Data section.
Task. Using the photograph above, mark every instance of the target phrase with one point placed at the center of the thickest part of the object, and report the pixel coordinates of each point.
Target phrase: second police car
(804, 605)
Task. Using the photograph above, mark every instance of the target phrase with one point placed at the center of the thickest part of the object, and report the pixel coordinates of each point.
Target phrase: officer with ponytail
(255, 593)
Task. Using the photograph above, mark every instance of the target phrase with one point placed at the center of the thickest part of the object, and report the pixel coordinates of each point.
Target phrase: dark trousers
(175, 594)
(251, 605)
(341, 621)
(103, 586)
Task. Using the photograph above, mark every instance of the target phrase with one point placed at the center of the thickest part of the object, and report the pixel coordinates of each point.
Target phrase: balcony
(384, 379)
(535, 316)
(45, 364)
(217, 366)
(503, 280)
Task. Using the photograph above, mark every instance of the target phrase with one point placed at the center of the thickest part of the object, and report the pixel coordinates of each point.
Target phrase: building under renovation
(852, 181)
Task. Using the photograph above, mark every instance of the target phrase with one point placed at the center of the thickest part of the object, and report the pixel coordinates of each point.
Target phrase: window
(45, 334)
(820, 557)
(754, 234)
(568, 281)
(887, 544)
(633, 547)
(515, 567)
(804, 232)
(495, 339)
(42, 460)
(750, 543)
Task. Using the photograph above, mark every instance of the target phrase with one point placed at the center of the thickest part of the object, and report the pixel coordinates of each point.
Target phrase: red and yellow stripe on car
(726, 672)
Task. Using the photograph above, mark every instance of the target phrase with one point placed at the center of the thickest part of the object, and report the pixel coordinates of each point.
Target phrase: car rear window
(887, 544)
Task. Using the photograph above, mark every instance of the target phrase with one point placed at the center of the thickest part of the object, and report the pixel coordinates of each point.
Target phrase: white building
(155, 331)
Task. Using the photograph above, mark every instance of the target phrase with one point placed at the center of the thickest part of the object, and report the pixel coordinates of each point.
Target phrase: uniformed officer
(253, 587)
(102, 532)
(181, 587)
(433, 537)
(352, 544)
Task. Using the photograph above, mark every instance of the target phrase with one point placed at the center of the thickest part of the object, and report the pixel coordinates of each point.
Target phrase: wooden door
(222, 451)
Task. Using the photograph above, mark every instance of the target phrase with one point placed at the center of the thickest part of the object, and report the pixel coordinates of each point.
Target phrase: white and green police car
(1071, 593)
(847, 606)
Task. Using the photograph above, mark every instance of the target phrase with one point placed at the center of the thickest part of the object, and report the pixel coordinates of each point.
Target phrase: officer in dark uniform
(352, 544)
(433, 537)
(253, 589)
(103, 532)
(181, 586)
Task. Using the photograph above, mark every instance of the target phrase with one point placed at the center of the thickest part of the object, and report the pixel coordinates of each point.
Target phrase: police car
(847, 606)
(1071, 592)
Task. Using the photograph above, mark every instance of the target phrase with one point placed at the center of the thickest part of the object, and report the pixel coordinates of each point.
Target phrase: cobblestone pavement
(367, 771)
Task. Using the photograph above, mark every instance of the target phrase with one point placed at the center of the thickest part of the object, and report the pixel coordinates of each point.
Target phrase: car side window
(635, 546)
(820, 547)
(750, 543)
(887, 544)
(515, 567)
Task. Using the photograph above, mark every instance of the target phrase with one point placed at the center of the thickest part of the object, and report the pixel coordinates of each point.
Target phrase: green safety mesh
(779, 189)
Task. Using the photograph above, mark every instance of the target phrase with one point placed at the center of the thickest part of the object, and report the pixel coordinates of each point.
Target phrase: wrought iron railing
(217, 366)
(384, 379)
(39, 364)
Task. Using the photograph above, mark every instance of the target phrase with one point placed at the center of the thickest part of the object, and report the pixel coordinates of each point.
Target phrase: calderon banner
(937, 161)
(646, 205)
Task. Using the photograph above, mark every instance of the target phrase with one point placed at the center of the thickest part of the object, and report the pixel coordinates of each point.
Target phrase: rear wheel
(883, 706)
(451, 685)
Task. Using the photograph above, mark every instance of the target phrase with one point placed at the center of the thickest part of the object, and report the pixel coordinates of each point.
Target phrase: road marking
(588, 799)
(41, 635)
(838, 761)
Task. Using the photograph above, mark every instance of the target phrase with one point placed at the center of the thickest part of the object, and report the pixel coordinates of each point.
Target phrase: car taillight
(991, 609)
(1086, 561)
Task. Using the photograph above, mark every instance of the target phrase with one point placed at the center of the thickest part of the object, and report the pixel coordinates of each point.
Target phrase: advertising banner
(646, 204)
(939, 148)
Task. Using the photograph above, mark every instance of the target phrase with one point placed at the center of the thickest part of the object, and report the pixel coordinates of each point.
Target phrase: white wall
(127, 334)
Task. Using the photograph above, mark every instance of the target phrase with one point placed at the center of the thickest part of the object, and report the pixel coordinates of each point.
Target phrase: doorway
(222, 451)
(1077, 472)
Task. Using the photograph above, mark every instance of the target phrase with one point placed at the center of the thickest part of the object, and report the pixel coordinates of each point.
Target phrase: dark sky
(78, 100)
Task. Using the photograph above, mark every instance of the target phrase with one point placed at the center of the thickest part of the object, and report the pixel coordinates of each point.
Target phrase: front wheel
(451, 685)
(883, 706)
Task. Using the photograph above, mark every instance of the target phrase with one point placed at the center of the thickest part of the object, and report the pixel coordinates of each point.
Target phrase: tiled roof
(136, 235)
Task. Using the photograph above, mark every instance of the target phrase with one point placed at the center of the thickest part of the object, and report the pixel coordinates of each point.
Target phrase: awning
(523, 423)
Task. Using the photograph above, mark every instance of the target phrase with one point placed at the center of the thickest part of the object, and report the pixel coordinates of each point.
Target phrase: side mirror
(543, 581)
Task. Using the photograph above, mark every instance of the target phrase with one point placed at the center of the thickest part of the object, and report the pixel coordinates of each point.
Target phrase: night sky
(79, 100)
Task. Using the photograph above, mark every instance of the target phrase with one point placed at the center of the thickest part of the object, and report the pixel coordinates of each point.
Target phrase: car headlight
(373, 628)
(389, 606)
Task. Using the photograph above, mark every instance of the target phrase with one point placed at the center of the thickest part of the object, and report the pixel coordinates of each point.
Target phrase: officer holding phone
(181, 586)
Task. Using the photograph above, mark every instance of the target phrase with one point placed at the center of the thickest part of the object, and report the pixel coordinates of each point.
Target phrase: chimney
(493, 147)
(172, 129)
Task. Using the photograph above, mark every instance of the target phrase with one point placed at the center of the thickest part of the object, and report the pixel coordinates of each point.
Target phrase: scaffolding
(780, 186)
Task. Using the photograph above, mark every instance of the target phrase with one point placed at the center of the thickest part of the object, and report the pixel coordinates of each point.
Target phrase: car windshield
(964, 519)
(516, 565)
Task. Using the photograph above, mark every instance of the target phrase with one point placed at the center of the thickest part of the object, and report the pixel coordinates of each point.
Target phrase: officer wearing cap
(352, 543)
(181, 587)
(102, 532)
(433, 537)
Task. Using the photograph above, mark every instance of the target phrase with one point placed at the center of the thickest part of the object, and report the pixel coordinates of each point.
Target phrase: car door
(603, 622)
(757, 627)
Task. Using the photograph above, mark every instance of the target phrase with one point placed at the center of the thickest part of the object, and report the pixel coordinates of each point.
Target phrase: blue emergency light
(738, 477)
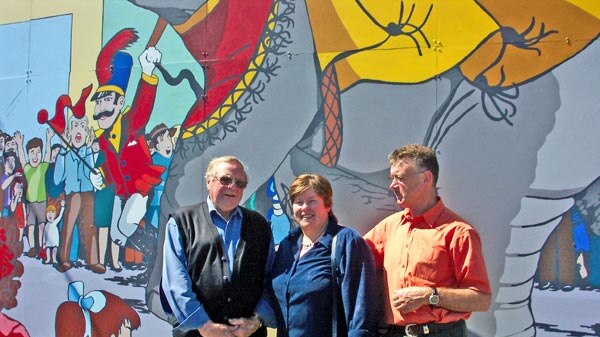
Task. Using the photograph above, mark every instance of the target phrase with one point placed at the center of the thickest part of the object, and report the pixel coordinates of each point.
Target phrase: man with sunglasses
(216, 255)
(432, 264)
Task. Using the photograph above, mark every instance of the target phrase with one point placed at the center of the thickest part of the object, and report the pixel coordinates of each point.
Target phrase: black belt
(416, 330)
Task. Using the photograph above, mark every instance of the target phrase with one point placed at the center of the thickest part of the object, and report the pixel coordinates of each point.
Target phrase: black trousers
(261, 332)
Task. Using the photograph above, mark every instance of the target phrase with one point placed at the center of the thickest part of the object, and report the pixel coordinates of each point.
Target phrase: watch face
(434, 299)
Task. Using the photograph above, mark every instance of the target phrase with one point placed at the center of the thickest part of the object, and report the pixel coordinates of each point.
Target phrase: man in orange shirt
(431, 260)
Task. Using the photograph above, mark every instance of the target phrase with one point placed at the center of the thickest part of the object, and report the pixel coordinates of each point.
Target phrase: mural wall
(110, 111)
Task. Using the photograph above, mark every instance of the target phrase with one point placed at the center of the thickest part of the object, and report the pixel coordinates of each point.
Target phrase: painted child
(107, 313)
(51, 234)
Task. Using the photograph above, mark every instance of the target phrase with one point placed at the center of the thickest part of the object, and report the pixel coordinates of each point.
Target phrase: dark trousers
(261, 332)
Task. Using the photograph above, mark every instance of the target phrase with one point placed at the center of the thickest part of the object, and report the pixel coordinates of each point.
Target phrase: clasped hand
(410, 298)
(238, 327)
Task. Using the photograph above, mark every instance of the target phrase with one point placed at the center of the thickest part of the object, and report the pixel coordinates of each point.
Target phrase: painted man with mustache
(128, 165)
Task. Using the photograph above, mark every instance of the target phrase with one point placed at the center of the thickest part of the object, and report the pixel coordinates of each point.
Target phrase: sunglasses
(229, 182)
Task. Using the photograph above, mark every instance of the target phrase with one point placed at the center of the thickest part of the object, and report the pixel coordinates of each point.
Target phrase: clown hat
(113, 66)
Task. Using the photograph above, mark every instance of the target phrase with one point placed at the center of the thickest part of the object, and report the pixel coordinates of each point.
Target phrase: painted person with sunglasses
(216, 255)
(430, 258)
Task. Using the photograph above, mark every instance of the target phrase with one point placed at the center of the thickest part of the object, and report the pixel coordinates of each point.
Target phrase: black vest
(224, 295)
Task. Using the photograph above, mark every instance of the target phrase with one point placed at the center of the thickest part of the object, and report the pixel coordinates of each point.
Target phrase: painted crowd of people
(62, 218)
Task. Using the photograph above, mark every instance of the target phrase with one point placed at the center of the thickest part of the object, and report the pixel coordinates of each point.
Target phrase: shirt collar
(430, 217)
(213, 210)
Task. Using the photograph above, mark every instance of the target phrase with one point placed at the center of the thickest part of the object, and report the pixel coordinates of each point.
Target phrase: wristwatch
(434, 298)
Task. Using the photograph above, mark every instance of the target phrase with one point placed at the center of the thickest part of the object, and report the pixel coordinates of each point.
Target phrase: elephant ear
(79, 107)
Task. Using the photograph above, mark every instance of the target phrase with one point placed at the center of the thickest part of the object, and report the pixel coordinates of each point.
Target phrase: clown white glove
(148, 60)
(97, 180)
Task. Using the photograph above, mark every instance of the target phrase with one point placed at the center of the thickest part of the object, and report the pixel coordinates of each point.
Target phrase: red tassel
(79, 107)
(121, 40)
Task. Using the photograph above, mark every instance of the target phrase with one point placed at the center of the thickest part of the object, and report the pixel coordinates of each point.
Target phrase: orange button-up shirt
(436, 249)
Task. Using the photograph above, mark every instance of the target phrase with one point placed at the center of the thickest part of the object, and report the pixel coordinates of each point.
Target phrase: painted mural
(110, 111)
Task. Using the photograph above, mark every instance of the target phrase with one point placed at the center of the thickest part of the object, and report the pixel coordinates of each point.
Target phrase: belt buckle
(409, 333)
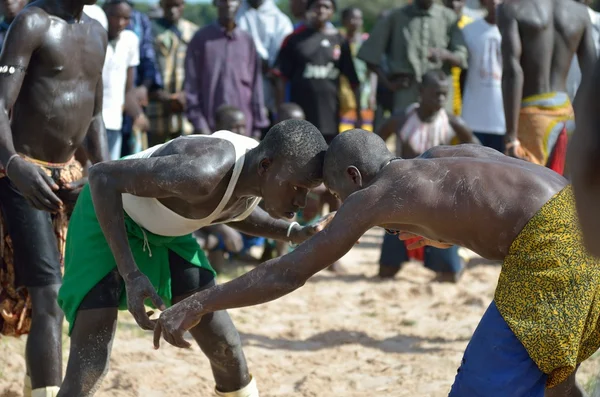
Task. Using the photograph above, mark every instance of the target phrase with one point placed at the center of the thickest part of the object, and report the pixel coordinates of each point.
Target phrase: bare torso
(551, 31)
(55, 106)
(478, 202)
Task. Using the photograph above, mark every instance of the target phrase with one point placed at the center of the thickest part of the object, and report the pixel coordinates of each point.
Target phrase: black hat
(309, 4)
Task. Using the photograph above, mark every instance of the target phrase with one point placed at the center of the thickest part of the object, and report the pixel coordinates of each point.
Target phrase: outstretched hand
(139, 288)
(175, 321)
(35, 185)
(306, 232)
(422, 242)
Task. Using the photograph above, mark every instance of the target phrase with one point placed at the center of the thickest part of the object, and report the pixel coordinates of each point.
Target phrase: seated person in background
(228, 240)
(421, 127)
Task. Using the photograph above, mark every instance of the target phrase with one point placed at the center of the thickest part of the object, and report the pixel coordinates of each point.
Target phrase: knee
(44, 302)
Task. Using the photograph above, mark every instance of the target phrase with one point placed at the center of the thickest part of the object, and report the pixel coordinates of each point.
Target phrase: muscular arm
(22, 39)
(463, 132)
(96, 144)
(261, 224)
(512, 75)
(283, 275)
(157, 177)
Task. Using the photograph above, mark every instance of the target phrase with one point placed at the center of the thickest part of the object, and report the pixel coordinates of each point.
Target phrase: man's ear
(264, 166)
(354, 174)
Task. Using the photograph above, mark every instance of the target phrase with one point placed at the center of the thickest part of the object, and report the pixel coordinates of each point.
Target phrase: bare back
(480, 202)
(56, 99)
(551, 32)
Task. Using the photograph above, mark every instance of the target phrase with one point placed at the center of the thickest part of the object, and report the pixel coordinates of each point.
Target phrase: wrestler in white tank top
(153, 216)
(421, 136)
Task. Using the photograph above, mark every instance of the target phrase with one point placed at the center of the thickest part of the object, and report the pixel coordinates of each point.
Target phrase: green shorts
(88, 258)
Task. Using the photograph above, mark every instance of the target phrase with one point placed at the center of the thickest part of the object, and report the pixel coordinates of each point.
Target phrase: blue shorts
(496, 364)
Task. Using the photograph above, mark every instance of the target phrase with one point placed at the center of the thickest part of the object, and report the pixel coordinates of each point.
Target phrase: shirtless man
(50, 80)
(130, 238)
(539, 39)
(467, 195)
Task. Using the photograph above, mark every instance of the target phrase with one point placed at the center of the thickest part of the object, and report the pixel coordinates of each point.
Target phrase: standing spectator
(574, 76)
(268, 26)
(122, 56)
(483, 109)
(352, 20)
(456, 89)
(147, 77)
(96, 12)
(222, 67)
(312, 60)
(416, 38)
(171, 33)
(9, 9)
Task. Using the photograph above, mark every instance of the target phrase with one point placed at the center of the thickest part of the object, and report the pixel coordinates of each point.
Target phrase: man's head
(290, 111)
(352, 161)
(255, 3)
(424, 4)
(172, 9)
(433, 90)
(352, 19)
(10, 8)
(290, 163)
(322, 10)
(298, 8)
(456, 5)
(118, 13)
(226, 10)
(231, 119)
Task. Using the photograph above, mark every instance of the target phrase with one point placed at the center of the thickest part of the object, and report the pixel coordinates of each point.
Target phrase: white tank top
(155, 217)
(422, 136)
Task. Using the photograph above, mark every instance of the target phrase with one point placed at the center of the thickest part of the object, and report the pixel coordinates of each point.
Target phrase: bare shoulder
(211, 158)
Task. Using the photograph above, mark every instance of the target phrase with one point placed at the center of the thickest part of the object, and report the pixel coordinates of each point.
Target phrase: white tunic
(155, 217)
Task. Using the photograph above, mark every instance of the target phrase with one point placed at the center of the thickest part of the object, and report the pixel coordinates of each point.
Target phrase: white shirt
(95, 12)
(121, 54)
(268, 26)
(155, 217)
(574, 76)
(483, 109)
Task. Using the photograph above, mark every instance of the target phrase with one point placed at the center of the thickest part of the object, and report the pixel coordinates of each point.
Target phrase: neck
(249, 181)
(424, 113)
(69, 10)
(228, 25)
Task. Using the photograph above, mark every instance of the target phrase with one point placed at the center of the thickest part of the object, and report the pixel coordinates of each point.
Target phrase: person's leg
(393, 255)
(496, 364)
(115, 140)
(215, 334)
(92, 337)
(37, 266)
(445, 262)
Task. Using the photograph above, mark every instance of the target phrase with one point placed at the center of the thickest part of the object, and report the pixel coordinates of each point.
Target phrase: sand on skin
(337, 336)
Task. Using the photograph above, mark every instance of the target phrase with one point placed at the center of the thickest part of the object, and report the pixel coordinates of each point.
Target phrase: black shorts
(185, 280)
(36, 257)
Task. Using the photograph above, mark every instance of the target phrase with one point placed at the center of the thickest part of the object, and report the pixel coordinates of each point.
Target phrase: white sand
(337, 336)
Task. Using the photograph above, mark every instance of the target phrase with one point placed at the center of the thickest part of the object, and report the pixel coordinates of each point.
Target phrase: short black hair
(297, 142)
(347, 12)
(359, 148)
(432, 77)
(223, 111)
(109, 3)
(309, 4)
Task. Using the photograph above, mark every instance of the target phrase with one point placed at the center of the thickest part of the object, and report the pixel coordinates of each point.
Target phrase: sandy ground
(338, 336)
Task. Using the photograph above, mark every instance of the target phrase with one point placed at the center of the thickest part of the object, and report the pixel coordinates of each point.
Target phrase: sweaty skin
(190, 175)
(55, 95)
(465, 195)
(539, 39)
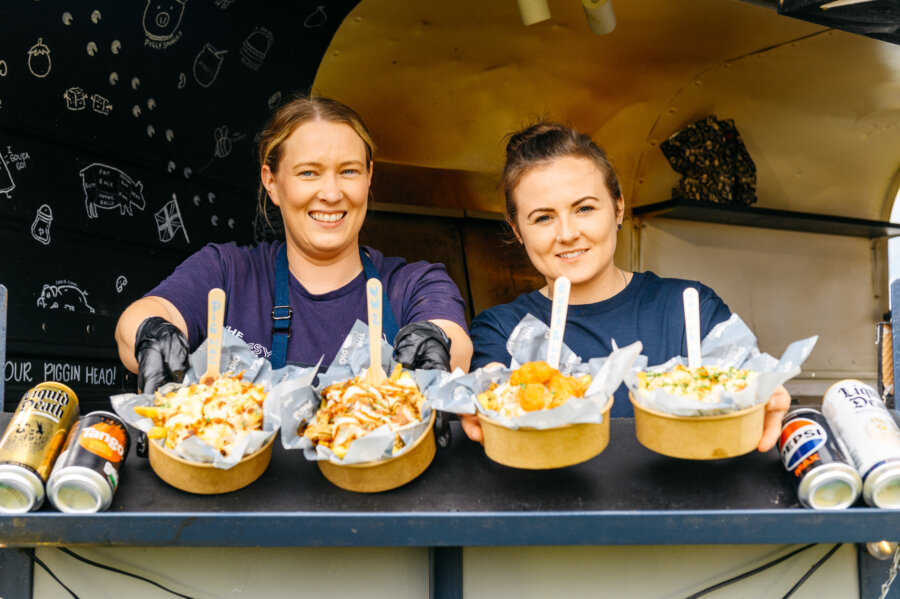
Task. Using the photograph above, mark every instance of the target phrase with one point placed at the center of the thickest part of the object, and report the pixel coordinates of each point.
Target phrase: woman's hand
(776, 408)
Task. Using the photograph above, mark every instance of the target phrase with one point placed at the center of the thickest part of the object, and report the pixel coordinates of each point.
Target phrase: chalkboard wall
(126, 143)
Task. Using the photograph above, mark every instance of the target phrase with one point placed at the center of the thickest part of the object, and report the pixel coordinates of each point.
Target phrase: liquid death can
(867, 429)
(810, 451)
(87, 472)
(31, 443)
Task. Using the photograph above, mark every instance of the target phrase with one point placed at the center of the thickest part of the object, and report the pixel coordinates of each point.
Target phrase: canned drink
(812, 453)
(871, 436)
(87, 472)
(31, 443)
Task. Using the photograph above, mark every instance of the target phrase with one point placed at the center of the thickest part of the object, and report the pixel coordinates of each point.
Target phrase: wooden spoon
(558, 320)
(692, 325)
(215, 319)
(375, 373)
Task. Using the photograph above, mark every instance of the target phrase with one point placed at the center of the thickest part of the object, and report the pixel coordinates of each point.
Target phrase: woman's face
(321, 187)
(567, 221)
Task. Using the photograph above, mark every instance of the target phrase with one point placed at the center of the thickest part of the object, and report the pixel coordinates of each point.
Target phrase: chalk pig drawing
(107, 188)
(65, 295)
(162, 18)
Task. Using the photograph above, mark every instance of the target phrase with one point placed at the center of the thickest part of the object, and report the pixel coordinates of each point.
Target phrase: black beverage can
(31, 443)
(87, 472)
(826, 480)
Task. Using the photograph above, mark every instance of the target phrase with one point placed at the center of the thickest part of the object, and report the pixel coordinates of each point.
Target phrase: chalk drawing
(161, 21)
(207, 64)
(317, 18)
(100, 104)
(107, 188)
(256, 47)
(6, 182)
(168, 221)
(223, 142)
(75, 98)
(39, 59)
(64, 295)
(40, 228)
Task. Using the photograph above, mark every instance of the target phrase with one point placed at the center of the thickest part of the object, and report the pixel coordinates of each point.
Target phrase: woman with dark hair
(295, 301)
(565, 206)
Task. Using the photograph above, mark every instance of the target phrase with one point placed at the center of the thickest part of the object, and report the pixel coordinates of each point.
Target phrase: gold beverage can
(31, 443)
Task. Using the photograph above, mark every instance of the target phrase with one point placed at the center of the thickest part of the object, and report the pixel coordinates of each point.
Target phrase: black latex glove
(424, 345)
(161, 352)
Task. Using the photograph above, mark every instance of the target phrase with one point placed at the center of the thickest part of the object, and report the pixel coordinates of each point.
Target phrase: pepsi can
(826, 480)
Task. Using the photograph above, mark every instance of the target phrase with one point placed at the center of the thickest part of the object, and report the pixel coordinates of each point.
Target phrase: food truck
(128, 142)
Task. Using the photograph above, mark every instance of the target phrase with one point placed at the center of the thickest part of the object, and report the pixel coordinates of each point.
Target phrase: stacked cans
(81, 479)
(852, 446)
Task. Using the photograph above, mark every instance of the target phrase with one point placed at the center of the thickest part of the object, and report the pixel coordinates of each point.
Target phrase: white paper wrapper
(236, 357)
(528, 343)
(730, 343)
(353, 360)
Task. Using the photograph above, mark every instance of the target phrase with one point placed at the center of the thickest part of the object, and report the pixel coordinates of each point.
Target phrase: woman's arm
(134, 315)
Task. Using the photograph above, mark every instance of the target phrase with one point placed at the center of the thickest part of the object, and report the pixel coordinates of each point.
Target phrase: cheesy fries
(221, 414)
(705, 383)
(533, 386)
(354, 408)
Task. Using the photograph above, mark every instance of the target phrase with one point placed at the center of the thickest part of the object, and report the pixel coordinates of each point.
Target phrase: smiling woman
(565, 206)
(295, 301)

Written problem. Identify each line of the records above that contains the word "tank", matching case exactly, and copy those lines in full.

Solution.
Target phrase: wrestler in white tank top
Target phrase: white tank top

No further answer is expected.